KORTE OPGAVE A: Neem uit de opgeslagen vermeldingen letterlijk alles over, vanaf de regel met "Where can the red car" tot en met de regel met "pixel 119 232".

In Buruma’s manicheïsch simplisme is geen ruimte voor het complexe. Daardoor kan hij niet werkelijk begrijpen wat Scott Fitzgerald bedoelde, toen deze auteur in The Crack-Up schreef: 

the test of a first-rate intelligence is the ability to hold two opposed ideas in the mind at the same time, and still retain the ability to function. One should, for example, be able to see that things are hopeless and yet be determined to make them otherwise. This philosophy fitted on to my early adult life, when I saw the improbable, the implausible, often the ‘impossible,’ come true.

Ian Buruma’s zwart-wit beeld belet hem te beseffen dat kritiek op de politiek van de schatrijke Amerikaanse elite niet hetzelfde is als ‘anti-Amerikanisme,’ net zo min als hij kritiek op Israel kan scheiden van ‘anti-Semitisme.’ De kritische blik van bijvoorbeeld Tocqueville is een typerend voorbeeld van de wijze waarop zowel een Europese als Amerikaanse intellectueel naar de cultuur in de VS kan kijken. In zijn tweede deel van zijn boek Democracy in America (1840) behandelde de Franse aristocraat de ‘chief business’ van de Amerikaan, en waarschuwde in verband daarmee:

I readily admit that public tranquillity is a great good; but at the same time, I cannot forget that all nations have been enslaved by being kept in good order. Certainly, it is not to be inferred that nations ought to despise public tranquillity; but that state ought not to content them. A nation which asks nothing of its government but the maintenance of order is already a slave at heart — the slave of its own well-being, awaiting but the hand that will bind it.

By such a nation, the despotism of faction is not less to be dreaded than the despotism of an individual. When the bulk of the community are engrossed by private concerns, the smallest parties need not despair of getting the upper hand in public affairs. At such times, it is not rare to see upon the great stage of the world, as we see at our theaters, a multitude represented by a few players, who alone speak in the name of an absent or inattentive crowd: they alone are in action, whilst all others are stationary; they regulate everything by their own caprice; they change the laws, and tyrannize at will over the manners of the country; and then men wonder to see into how small a number of weak and worthless hands a great people may fall.

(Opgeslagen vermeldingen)
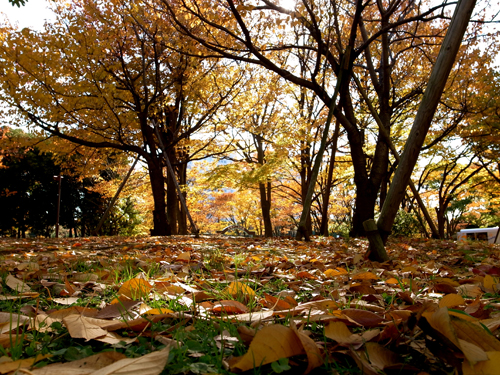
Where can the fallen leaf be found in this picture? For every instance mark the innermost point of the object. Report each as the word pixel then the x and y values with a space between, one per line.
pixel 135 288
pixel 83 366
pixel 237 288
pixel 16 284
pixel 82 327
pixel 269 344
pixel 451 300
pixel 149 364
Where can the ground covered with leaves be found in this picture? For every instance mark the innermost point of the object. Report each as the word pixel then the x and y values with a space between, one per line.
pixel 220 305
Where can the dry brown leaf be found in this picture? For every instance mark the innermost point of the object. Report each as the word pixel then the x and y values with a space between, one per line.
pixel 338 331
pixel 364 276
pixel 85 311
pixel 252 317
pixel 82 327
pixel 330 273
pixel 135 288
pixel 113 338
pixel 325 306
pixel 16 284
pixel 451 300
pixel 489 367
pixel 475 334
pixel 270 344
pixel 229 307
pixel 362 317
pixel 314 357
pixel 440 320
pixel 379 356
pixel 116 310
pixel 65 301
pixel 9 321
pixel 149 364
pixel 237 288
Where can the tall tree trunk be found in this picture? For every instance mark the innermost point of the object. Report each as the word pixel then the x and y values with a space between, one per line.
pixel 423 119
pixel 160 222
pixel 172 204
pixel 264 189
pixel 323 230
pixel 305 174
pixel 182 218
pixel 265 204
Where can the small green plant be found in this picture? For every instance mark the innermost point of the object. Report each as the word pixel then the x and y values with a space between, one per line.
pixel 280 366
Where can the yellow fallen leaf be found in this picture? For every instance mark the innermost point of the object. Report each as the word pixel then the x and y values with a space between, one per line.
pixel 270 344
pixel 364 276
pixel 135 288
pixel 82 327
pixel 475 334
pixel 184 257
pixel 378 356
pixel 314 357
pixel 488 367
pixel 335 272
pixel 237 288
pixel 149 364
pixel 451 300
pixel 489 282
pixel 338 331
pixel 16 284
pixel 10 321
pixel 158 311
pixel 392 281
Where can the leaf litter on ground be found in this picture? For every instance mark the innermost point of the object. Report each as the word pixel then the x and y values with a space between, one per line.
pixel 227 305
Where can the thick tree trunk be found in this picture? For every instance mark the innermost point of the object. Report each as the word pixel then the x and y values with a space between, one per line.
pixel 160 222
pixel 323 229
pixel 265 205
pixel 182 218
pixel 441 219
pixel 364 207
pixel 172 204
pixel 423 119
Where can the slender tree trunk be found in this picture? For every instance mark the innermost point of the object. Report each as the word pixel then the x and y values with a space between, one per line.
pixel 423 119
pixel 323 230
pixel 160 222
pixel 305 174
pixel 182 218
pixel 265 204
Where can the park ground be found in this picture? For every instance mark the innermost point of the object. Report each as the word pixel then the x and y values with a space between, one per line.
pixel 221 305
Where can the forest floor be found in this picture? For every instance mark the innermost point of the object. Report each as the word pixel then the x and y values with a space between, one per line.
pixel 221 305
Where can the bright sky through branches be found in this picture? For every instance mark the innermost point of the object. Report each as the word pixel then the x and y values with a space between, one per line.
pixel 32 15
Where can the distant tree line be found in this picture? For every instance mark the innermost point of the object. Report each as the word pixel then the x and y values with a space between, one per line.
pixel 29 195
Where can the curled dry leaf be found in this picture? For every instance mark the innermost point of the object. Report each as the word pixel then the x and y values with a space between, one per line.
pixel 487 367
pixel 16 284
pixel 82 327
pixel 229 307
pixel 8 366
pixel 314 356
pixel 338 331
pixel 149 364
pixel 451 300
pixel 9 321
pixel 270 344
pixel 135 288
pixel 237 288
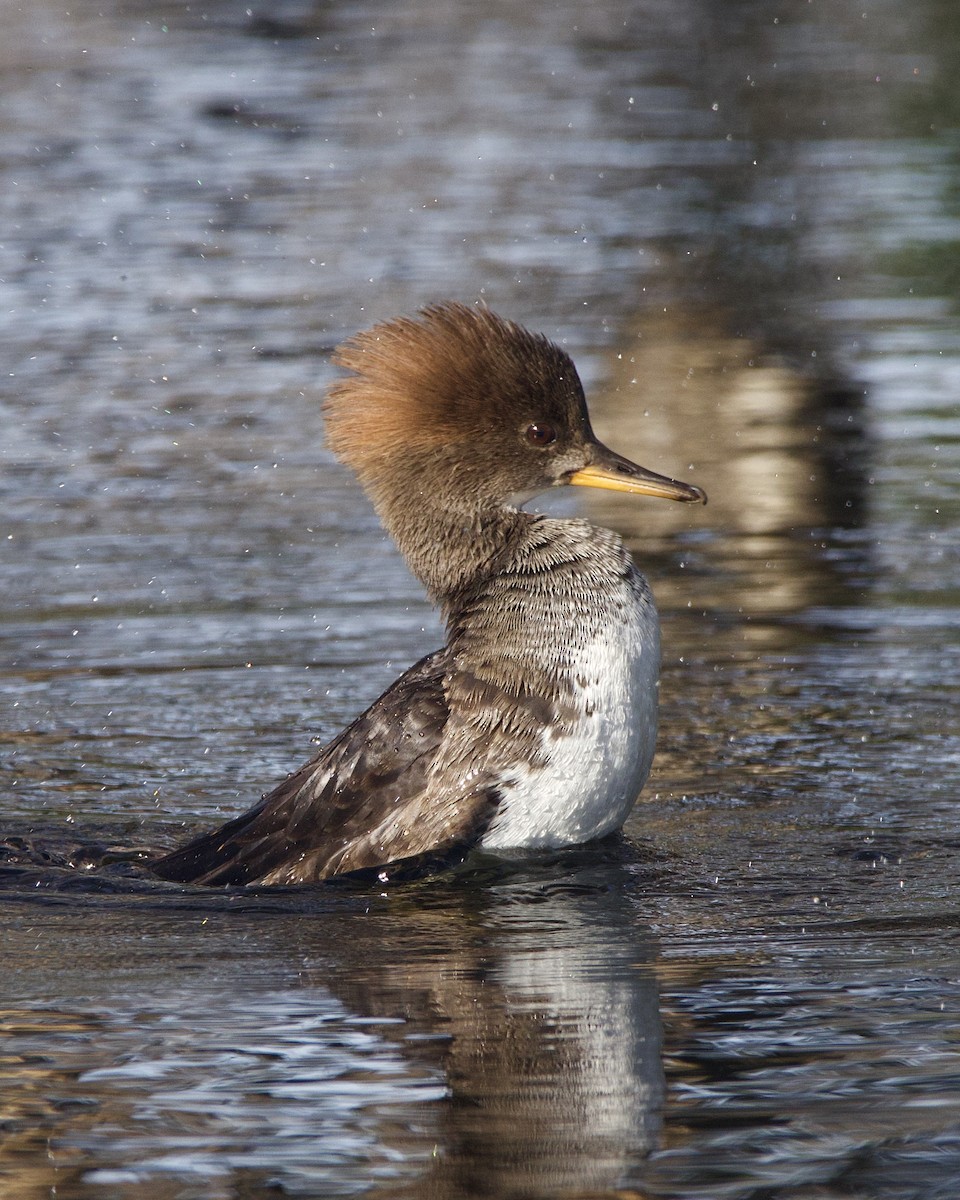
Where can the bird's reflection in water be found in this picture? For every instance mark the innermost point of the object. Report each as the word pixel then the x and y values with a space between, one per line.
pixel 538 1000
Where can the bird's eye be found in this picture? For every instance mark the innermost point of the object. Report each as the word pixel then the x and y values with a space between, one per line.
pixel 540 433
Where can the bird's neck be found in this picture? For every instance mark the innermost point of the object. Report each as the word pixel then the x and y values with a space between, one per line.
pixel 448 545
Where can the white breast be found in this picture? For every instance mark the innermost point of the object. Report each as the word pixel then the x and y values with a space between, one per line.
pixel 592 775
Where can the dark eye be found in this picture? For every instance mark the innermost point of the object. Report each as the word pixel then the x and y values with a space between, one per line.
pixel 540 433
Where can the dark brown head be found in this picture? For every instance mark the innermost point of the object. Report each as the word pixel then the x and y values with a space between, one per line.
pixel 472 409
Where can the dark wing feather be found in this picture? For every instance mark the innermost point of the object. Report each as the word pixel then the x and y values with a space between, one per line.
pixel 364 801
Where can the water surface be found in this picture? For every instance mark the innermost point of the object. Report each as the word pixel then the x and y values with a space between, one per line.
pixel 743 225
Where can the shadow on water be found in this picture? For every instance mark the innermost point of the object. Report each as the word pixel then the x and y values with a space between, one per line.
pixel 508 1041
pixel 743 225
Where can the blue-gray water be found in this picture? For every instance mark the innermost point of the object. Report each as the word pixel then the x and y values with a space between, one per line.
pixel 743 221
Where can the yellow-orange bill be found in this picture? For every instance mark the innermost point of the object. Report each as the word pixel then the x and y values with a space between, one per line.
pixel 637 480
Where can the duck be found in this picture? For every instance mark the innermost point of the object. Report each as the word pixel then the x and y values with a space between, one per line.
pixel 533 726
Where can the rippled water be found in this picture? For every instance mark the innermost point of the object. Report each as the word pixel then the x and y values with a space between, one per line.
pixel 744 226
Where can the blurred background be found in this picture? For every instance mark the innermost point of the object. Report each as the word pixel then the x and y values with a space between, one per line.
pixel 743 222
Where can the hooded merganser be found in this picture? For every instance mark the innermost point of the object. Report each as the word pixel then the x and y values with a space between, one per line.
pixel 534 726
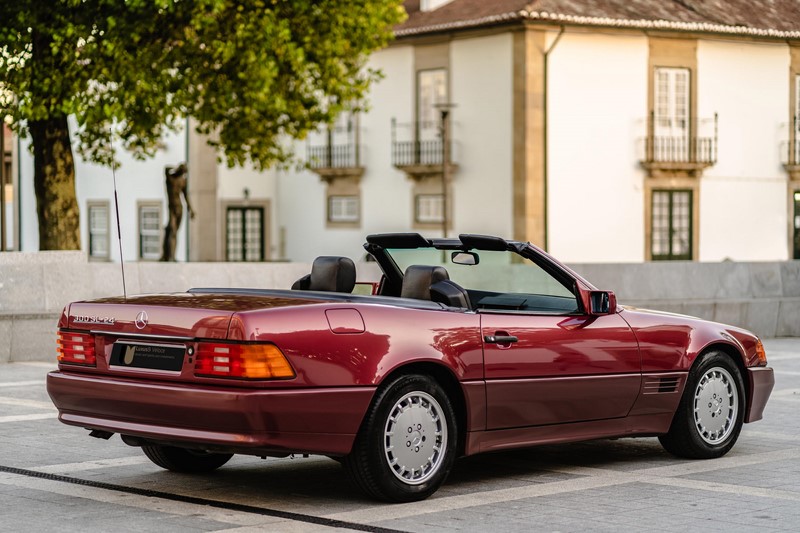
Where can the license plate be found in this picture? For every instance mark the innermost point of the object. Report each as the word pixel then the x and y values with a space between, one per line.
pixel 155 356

==

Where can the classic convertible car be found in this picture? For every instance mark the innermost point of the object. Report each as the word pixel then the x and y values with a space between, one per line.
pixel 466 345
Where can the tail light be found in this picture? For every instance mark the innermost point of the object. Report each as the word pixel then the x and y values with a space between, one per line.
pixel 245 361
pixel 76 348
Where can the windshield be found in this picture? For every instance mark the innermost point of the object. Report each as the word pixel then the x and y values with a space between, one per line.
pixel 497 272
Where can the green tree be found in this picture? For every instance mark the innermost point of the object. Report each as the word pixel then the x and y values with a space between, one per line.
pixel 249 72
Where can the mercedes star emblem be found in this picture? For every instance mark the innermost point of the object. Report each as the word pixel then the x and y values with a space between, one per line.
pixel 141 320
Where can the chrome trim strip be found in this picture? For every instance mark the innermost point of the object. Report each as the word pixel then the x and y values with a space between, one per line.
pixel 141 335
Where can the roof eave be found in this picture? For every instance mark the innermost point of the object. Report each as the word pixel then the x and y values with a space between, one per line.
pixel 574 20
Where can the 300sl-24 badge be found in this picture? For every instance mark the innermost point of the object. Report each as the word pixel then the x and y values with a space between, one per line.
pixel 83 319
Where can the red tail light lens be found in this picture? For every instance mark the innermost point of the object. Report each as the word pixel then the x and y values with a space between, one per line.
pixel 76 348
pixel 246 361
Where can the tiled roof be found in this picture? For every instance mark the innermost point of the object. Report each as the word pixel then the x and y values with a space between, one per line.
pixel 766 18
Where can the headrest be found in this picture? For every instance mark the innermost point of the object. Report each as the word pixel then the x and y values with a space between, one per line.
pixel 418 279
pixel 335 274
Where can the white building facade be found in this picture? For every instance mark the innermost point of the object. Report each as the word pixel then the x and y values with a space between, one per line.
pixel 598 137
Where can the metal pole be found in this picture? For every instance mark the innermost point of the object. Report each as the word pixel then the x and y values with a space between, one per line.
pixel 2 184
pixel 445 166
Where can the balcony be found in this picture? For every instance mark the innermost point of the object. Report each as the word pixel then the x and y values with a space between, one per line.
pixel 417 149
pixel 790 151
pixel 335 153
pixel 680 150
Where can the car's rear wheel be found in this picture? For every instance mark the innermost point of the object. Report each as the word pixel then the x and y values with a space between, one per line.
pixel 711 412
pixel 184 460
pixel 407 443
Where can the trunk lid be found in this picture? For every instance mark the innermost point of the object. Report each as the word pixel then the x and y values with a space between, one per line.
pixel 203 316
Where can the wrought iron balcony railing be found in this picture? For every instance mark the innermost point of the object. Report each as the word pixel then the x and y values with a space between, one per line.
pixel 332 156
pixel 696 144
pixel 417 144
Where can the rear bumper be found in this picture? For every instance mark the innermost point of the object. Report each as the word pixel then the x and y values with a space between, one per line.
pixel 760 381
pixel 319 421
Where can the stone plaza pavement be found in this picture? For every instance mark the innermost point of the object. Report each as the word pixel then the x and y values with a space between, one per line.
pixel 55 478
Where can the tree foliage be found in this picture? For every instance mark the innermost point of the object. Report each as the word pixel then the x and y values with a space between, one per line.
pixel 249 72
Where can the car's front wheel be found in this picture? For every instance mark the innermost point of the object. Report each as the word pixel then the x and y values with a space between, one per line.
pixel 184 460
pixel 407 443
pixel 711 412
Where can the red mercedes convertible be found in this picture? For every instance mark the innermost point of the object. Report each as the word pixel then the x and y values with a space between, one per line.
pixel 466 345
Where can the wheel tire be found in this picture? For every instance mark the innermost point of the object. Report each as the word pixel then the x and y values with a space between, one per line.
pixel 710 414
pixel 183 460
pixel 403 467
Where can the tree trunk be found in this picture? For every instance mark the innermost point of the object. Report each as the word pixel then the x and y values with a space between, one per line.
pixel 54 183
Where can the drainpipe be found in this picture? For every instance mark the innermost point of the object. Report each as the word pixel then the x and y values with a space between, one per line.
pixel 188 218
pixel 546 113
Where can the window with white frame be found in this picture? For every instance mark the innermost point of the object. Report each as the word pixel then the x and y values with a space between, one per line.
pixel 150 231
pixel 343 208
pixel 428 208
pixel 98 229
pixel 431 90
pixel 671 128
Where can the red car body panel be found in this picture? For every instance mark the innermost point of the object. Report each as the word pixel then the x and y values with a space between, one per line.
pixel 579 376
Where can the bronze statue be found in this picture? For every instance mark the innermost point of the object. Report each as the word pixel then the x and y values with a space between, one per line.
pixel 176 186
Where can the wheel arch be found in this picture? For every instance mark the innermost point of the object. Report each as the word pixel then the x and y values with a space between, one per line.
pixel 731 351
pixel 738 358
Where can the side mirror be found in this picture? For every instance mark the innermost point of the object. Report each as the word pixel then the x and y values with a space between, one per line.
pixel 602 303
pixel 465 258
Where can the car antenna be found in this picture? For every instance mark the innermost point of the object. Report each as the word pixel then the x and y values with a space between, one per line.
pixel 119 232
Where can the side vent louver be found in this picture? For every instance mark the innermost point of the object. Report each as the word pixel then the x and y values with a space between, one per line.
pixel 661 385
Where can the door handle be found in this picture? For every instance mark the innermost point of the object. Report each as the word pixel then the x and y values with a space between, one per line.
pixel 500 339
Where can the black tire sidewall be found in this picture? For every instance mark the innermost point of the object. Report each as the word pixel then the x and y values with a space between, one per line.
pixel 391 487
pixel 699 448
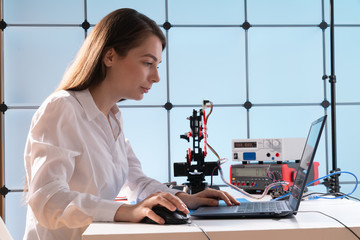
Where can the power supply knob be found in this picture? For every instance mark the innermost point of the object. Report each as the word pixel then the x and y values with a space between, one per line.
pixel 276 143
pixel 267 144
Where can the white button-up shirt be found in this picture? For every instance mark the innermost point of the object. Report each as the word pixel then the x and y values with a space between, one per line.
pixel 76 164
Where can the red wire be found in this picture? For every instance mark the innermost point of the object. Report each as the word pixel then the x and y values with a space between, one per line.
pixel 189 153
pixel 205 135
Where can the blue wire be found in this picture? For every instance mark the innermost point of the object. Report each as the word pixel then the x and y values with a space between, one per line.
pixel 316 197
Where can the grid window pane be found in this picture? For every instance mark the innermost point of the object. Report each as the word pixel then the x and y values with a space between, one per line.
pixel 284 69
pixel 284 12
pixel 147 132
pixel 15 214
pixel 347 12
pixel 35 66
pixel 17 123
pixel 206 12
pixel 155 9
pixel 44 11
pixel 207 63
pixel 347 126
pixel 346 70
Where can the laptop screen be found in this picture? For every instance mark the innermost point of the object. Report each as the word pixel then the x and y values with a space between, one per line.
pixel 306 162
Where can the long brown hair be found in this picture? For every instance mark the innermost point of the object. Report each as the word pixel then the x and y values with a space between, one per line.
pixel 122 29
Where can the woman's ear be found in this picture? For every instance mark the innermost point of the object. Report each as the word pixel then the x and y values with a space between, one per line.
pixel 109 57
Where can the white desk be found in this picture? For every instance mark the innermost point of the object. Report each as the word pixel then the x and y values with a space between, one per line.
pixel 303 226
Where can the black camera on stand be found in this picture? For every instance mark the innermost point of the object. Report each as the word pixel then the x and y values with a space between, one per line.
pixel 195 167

KORTE OPGAVE B: In welk werk schreef Scott Fitzgerald volgens het fragment over het vermogen om twee tegengestelde ideeën tegelijk vast te houden?

ANTWOORD A:
Where can the red car body panel be found in this picture? For every instance mark the innermost point of the object. Report each as the word pixel then the x and y values with a space between, one per line.
pixel 579 376
Where can the bronze statue be found in this picture? For every instance mark the innermost point of the object. Report each as the word pixel then the x and y values with a space between, one per line.
pixel 176 186
Where can the wheel arch be found in this picture? For every instance mark the innermost point of the object. Report each as the word pixel then the x and y values with a space between, one per line.
pixel 731 351
pixel 738 358
Where can the side mirror be found in this picture? For every instance mark the innermost point of the object. Report each as the word pixel then the x and y values with a space between, one per line.
pixel 602 303
pixel 465 258
Where can the car antenna be found in this picture? For every instance mark the innermost point of the object. Report each as the word pixel then the x and y values with a space between, one per line.
pixel 119 232

ANTWOORD B: In The Crack-Up.